◆ What to work on
• A. From the installation instructions below, write out the passage starting at "If you need" and ending at "install -e .".
• B. According to the installation instructions below, which version of Flash Attention is used for the training code?

◆ Text provided
* * * * * * *

The code is built using Python 3.10, and we use PyTorch == 2.2.0 and CUDA == 12.1 (It may run with lower versions, but we have not tested it).

We recommend using Miniconda and setting up an environment:

conda create --name memvla python=3.10
conda activate memvla

pip install torch==2.2.0 torchvision==0.17.0 torchaudio==2.2.0 --index-url https://download.pytorch.org/whl/cu121
conda install -c nvidia cuda-nvcc=12.1 cuda-toolkit=12.1 -y

If you need to use the traning code, please also install the Flash Attention, we use flash-attn==2.5.5:

# Install Flash Attention 2.5.5, this is an example for pytorch2.2-cuda12.1
wget https://github.com/Dao-AILab/flash-attention/releases/download/v2.5.5/flash_attn-2.5.5+cu122torch2.2cxx11abiFALSE-cp310-cp310-linux_x86_64.whl
pip install flash_attn-2.5.5+cu122torch2.2cxx11abiFALSE-cp310-cp310-linux_x86_64.whl

Next, clone our repo and install the required packages:

git clone https://github.com/shihao1895/MemoryVLA
cd MemoryVLA
pip install -e .

* * * * * * *

◆ Stored rows

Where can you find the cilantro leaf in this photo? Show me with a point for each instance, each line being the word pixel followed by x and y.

* * * * * * *

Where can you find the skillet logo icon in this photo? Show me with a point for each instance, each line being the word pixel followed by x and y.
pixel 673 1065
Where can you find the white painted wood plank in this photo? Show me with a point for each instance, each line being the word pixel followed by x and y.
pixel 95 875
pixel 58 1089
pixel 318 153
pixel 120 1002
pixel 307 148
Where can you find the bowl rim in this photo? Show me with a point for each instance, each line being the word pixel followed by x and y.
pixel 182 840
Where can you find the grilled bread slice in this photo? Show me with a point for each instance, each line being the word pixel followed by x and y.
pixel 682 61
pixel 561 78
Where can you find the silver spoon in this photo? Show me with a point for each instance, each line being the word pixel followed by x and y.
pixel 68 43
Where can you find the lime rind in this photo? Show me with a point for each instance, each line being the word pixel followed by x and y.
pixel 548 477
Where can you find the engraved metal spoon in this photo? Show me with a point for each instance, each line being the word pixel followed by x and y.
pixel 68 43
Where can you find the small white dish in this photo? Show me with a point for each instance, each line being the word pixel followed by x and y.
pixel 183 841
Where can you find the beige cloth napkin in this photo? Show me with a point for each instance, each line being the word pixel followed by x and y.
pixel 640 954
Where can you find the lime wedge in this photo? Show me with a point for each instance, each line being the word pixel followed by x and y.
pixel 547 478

* * * * * * *

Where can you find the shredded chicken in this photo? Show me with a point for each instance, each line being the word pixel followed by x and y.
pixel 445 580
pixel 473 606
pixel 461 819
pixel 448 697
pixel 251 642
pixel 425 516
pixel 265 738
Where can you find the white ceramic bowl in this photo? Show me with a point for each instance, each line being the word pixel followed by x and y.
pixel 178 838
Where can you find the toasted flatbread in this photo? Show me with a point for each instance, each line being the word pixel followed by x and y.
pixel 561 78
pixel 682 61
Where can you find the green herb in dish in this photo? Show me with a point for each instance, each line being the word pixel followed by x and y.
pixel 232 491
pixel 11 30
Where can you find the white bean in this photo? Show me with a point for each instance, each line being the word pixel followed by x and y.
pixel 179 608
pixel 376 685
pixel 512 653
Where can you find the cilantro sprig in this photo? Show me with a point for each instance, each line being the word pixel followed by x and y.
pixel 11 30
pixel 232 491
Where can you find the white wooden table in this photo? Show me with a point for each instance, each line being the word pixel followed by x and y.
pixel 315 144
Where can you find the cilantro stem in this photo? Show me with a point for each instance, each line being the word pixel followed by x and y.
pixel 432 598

* * * * * * *

◆ Answers
• A.
If you need to use the traning code, please also install the Flash Attention, we use flash-attn==2.5.5:

# Install Flash Attention 2.5.5, this is an example for pytorch2.2-cuda12.1
wget https://github.com/Dao-AILab/flash-attention/releases/download/v2.5.5/flash_attn-2.5.5+cu122torch2.2cxx11abiFALSE-cp310-cp310-linux_x86_64.whl
pip install flash_attn-2.5.5+cu122torch2.2cxx11abiFALSE-cp310-cp310-linux_x86_64.whl

Next, clone our repo and install the required packages:

git clone https://github.com/shihao1895/MemoryVLA
cd MemoryVLA
pip install -e .

• B. Version 2.5.5 (flash-attn==2.5.5).